━━━━━ PAGE EXTRACT ━━━━━

For more than two decades, PIMCO has been a pioneer and innovator in the realm of alpha-beta separation and portable alpha strategies. The most recent addition to PIMCO’s lineup in this area is Fundamental Advantage. This highly innovative product entails similar investment techniques as PIMCO’s other portable alpha products, but the end result is a unique and highly diversified alternative investment strategy. In the interview below, Sabrina Callin, PIMCO Executive Vice President and Head of Equity Portable Alpha products, discusses Fundamental Advantage.
Q: What is PIMCO’s Fundamental Advantage Strategy and how does it work?
Callin: Fundamental Advantage is a unique strategy that provides two distinct sources of highly diversified return for every dollar invested, in a single portfolio. The first is long-short equity exposure that is risk-neutral with respect to the broad equity market. The second is an actively-managed fixed income portfolio that seeks to capture structurally-based yield premium relative to the risk-free rate and also benefit from the capital preservation characteristics of the high quality segment of the fixed income markets.
For the long-short equity exposure, the strategy simultaneously maintains long exposure to the Enhanced Research Affiliates Fundamental Index (Enhanced RAFI) and short exposure to the S&P 500 to isolate Enhanced RAFI potential excess returns, or “alpha.” The Enhanced RAFI approach is designed by subadvisor Research Affiliates to outperform the S&P 500 by eliminating the performance drag resulting from systematic overweighting of overpriced stocks and underweighting of underpriced stocks in traditional stock indices, such as the S&P 500, that are weighted by market capitalization. (For more information on the underlying concept of Fundamental Indexing, read PIMCO’s interview with Rob Arnott.)

━━━━━ GIVEN MATERIAL ━━━━━

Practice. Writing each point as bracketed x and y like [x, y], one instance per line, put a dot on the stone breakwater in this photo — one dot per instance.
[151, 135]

━━━━━

• **THINGS TO DO**:
**a)** In the Fundamental Advantage interview, which index does the strategy hold long exposure to, and which does it hold short exposure to?
**b)** Write the next part of the Fundamental Advantage interview, picking up right after its last sentence.

• **TASK RESULTS**:
**a)** It holds long exposure to the Enhanced Research Affiliates Fundamental Index (Enhanced RAFI) and short exposure to the S&P 500.

**b)**
Because the long and short equity exposures are obtained through the derivatives market, the vast majority of the portfolio capital is available for investment in an actively-managed PIMCO fixed income strategy whose purpose is to provide a second complementary source of return. This is the distinction between the two current offerings of this strategy: Fundamental Advantage TR couples the long and short equity exposures with an unconstrained version of PIMCO’s Total Return strategy, while the underlying fixed income portfolio in Fundamental Advantage Tax Efficient is PIMCO’s High Yield Municipal Bond strategy.
Both versions of the Fundamental Advantage strategy provide a significant degree of diversification because the fixed income and the Enhanced RAFI alpha return engines generally exhibit a low to negative correlation with the equity market, which tends to be the dominant source of risk in most investors’ portfolios. In addition, the two sources of return are expected to exhibit little to no correlation with one another, so the returns are additive while the risk is not. The result: a strategy that offers diversification for investors, with the potential for equity-like returns but with downside risk closer to what is generally associated with bonds.
Q: Is Fundamental Advantage a stock market product, a bond market product, or something else?
Callin: Fundamental Advantage is not a stock market product in the sense that it does not provide stock market exposure. Rather, the short S&P 500 exposure cancels out any equity market risk exposure, or equity “beta” in the Enhanced RAFI. In fact, the Fundamental Advantage stock market beta is expected to average around 0.0 over full market cycles. Likewise, the strategy is not expected to exhibit any material positive correlation with the equity market.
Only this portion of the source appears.